State legislation leads to labor shortages, Pavilions construction delay


The Pavilions are upperclassmen apartments that were scheduled to open Fall 2017.

The 85th Texas Legislature saw many contentious bills that drew national attention upon the Lone Star State. While some legislative outcomes seemingly go unnoticed, one bill in particular served as a contributing factor in the construction delays for the Pavillions.

“The most significant challenge this project has had is a labor shortage, which as we know is a problem in the Austin area and it certainly did impact this project,” St. Edward’s University Director of Communications Mischelle Diaz said to KXAN in the days following the university’s announcement that the new residence hall would not be ready for the fall semester.

Across the state, there has been a rise in labor shortages, and a legislative action that correlates with these statistics is the passage of Senate Bill 4, which was proudly signed into law by Gov. Greg Abbott on May 7.

This bill encompasses many aspects of law and immigration enforcement, in which “sanctuary cities” are banned, and police officers are allowed to inquire about immigration status for those who are lawfully detained or arrested, which led to critics calling this a “Show Me Your Papers” bill.

However, immigration advocates and Democrats argue this bill will lead to racial profiling, and will negatively impact the economy due to labor shortages attributed by fear of deportation.

“If you are not someone who has committed a crime, you have absolutely nothing to worry about,” Abbott said to the Texas Tribune May 16. “There are laws against racial profiling, and those laws will be strictly enforced.”
------
What to do:
1. Rewrite the paragraph beginning "This bill encompasses many aspects" from the article on the Pavilions construction delay as a shorter version that keeps its main facts.
2. Continue the article on the Pavilions construction delay, starting after its final sentence.
------
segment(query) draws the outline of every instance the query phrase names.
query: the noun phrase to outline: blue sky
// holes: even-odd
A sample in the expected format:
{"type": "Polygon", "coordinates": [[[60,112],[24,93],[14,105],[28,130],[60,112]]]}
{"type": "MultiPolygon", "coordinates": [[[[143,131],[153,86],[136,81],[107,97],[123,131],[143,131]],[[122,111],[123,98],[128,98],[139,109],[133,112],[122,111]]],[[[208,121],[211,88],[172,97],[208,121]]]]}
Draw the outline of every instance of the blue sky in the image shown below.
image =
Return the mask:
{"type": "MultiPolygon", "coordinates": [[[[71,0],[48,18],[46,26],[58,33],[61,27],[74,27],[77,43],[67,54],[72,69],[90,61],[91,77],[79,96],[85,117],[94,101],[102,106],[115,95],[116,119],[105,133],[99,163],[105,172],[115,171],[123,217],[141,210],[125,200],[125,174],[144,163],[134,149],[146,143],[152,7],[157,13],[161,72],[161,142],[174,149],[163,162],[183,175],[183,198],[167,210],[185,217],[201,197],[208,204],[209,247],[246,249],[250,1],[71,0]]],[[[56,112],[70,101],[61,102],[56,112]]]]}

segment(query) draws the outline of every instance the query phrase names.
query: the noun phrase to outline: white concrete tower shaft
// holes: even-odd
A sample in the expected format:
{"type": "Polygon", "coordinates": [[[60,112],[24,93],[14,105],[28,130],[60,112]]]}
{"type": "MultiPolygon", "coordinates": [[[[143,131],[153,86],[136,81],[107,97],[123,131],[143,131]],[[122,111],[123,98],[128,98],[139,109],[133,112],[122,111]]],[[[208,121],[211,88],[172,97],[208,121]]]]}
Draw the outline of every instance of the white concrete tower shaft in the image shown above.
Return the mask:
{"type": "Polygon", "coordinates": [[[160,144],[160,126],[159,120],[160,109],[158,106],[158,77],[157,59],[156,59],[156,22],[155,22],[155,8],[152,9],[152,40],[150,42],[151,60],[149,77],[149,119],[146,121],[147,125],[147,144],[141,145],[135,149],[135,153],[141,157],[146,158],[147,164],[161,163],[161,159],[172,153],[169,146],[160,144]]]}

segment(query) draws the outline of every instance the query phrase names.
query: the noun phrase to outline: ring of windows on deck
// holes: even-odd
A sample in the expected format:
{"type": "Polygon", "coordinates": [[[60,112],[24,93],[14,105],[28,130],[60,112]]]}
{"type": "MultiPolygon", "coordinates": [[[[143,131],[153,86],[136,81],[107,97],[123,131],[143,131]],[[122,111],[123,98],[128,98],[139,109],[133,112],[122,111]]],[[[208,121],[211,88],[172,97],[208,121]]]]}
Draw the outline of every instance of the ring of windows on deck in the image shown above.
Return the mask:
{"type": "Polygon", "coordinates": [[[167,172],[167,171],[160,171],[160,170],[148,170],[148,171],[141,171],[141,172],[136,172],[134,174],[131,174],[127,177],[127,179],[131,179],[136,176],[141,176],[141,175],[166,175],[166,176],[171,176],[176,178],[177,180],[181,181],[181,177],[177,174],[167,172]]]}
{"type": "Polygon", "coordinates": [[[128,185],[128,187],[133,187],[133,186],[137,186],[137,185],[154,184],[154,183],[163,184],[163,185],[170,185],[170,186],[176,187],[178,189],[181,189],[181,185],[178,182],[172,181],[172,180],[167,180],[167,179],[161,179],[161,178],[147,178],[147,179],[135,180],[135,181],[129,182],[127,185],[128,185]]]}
------
Results by task:
1. Senate Bill 4 covers law and immigration enforcement. It bans "sanctuary cities" and lets police ask about the immigration status of people who are lawfully detained or arrested. Because of this, critics call it a "Show Me Your Papers" bill.

2.
However, the Houston Chronicle reported that a study found an estimated 400,000 construction workers in Texas reside in the state illegally. In addition, the U.S. Hispanic Contractors Association sent a letter to Abbott on Feb. 24 informing him that immigrants have aired on the side of caution when showing up for work in Austin after increased activity from Immigration and Customs Enforcement.  

Two days before S.B. 4 would have gone into effect, it was temporarily blocked by a federal judge on Aug. 30 amid lawsuit claims that the policy is unconstitutional, and that Harvey victims were not seeking medical aid or rescue assistance out of fear of being asked to prove immigration status. Texas Attorney General Ken Paxton is filing to overrule the lower court’s ruling.

Nonetheless, construction projects all over the state are being prolonged, which is expected to continue when rebuilding efforts begin in the cities along the Texas Gulf Coast destroyed by rain and floods from Hurricane Harvey.

“[Harvey] will make the labor shortage we’ve had here a lot worse, at least in the months to come and into the first quarter of next year,” Phil Crone of the Dallas Builders Association said to NBC Dallas-Fort Worth on Sept. 12.

As for the Pavillions on campus, Diaz said to KXAN that the delay was also partially due to multiple other factors, such as weather and permitting. In July, St. Edward’s officials knew for certain that the residence hall would not be ready to house more than 400 students, the university began the task of arranging temporary housing at nearby apartments.

Students have been relocated to The Marriot, Omni, Residence Inn, and Staybridge Suites. These students are also provided with free transportation through Chariot, a ride sharing app.

Ten members of the men’s and women’s cross-country teams live in these apartments, along with multiple students who now have to adjust to living as a commuter student.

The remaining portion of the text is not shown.